*Problem description*: Could you copy out, character for character, the part of the listing below that runs from the line containing "Kindly provide the mask of every instance of the asphalt" to the line containing "212 151 L 216", including both of those lines?

*The data*:
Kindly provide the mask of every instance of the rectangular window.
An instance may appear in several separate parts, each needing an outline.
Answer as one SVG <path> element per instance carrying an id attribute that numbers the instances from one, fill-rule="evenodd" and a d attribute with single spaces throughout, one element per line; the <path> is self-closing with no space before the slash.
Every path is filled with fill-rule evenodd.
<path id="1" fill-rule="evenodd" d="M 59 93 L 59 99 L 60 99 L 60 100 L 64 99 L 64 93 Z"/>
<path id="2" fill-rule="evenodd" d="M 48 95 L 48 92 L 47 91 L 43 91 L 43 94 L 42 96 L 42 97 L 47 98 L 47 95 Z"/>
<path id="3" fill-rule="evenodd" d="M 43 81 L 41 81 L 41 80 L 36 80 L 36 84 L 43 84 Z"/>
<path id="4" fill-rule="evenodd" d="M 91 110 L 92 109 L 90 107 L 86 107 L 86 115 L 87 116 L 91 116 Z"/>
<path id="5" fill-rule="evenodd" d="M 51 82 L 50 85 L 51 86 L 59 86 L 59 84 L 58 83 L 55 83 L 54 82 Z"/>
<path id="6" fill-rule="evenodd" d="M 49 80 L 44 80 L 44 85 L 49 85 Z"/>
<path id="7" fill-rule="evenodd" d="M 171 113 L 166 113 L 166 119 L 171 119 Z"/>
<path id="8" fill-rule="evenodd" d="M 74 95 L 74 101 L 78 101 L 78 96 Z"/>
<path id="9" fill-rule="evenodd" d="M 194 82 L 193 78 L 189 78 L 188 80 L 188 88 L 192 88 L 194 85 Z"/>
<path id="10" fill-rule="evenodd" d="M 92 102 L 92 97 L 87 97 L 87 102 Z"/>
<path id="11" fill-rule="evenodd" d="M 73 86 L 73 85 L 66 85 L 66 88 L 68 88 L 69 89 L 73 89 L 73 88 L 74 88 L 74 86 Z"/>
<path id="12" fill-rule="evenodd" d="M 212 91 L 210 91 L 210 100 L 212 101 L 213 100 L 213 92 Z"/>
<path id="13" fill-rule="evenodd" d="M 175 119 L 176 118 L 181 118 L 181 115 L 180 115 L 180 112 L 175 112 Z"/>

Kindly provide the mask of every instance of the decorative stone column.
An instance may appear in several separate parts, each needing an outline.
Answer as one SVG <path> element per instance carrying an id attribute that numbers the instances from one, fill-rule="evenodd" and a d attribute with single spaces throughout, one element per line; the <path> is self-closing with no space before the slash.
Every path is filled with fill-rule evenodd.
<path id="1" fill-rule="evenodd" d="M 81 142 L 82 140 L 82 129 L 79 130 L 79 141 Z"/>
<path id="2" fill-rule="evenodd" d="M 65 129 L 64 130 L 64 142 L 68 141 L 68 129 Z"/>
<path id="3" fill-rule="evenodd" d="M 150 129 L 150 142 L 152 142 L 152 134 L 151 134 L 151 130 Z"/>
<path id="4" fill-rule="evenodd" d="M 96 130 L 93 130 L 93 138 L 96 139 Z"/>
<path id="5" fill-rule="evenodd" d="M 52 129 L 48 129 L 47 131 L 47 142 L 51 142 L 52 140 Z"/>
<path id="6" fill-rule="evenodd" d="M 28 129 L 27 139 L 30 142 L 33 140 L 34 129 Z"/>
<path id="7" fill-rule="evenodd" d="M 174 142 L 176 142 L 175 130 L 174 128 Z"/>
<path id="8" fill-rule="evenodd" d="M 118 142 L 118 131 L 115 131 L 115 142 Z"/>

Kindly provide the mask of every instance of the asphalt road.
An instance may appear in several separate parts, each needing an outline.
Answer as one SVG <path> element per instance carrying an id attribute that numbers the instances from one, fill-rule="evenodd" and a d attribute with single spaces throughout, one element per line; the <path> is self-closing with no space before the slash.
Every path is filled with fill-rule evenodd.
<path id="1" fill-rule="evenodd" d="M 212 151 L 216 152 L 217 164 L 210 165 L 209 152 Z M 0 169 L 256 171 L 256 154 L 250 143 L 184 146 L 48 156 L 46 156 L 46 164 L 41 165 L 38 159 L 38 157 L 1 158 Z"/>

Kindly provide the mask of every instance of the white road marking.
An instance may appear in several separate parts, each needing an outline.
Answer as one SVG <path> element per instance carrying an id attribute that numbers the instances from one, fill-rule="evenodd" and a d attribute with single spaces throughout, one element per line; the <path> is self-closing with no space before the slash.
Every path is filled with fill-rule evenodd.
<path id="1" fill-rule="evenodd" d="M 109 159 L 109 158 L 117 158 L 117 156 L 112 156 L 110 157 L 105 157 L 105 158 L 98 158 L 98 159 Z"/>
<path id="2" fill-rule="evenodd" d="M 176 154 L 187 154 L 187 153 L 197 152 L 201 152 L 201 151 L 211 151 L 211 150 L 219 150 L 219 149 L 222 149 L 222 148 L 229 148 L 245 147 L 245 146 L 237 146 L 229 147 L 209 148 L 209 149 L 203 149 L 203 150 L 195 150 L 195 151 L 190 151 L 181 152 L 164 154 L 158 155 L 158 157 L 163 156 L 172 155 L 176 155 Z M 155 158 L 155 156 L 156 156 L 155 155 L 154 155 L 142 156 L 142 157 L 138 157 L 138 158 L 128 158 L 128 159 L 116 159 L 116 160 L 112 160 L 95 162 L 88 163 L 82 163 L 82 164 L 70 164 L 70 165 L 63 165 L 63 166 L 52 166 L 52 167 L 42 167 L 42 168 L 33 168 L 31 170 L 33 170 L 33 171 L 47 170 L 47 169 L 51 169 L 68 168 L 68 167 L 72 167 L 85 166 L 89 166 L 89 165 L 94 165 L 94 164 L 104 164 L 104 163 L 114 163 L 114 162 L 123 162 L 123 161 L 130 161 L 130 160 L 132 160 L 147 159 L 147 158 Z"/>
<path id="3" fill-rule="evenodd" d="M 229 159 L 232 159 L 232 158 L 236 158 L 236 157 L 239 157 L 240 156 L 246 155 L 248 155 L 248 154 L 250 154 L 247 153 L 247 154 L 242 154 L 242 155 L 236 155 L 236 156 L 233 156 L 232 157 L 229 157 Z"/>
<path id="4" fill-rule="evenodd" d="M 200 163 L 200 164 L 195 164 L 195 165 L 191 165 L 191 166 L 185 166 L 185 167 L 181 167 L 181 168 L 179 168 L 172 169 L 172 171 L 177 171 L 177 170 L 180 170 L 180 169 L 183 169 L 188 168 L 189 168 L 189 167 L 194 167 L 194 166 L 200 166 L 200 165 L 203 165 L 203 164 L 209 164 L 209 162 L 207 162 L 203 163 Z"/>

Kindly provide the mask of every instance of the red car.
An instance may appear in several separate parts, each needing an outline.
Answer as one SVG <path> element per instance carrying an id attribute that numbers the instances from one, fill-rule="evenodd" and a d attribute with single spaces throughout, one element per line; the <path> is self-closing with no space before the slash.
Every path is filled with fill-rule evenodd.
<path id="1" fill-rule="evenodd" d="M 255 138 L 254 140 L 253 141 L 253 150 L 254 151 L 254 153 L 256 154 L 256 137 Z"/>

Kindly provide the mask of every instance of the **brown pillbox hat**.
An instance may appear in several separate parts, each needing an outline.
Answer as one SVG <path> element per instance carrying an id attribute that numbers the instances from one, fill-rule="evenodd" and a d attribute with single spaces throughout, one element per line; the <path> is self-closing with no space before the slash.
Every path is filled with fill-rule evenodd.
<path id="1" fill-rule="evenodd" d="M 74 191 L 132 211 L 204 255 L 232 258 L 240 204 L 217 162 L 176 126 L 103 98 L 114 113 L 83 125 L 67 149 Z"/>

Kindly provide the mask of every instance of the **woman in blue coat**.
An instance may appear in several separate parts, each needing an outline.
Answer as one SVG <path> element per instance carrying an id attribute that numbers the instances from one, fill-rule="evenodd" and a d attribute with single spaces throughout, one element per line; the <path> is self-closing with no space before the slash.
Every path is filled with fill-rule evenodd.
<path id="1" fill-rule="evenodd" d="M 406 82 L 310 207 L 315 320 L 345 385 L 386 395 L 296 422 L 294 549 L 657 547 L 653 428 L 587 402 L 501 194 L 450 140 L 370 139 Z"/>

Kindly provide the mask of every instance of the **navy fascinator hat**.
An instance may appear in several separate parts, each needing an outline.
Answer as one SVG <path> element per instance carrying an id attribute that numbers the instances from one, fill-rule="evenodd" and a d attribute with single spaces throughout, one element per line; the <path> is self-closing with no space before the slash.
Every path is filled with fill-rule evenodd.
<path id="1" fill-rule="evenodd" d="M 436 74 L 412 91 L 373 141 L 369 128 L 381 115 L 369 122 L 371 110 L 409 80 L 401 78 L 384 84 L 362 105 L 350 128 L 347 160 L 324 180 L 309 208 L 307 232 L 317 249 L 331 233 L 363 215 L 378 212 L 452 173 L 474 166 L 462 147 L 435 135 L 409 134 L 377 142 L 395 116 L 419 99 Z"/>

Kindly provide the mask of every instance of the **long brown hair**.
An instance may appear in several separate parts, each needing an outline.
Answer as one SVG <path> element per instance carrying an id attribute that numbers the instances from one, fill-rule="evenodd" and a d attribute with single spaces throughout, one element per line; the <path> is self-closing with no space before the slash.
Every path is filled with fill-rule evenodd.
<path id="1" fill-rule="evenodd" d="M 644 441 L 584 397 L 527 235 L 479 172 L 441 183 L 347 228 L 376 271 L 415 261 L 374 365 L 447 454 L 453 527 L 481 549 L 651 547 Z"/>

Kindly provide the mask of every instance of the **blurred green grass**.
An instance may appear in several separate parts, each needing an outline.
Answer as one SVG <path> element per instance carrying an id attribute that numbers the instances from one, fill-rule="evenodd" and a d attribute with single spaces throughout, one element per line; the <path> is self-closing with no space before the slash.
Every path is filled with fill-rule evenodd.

*The completed task*:
Kindly provide the mask of every instance of the asphalt road.
An instance may appear in several separate parts, each needing an outline.
Answer as one SVG <path> element per instance carrying an id attribute that numbers the instances from one, fill-rule="evenodd" and a d attribute with single spaces throughout, one element per line; the <path> is self-closing with no space before the slash.
Every path is filled with fill-rule evenodd.
<path id="1" fill-rule="evenodd" d="M 212 151 L 216 152 L 217 164 L 210 165 L 209 152 Z M 0 169 L 256 171 L 256 154 L 250 143 L 184 146 L 48 156 L 46 156 L 46 164 L 41 165 L 38 159 L 38 157 L 1 158 Z"/>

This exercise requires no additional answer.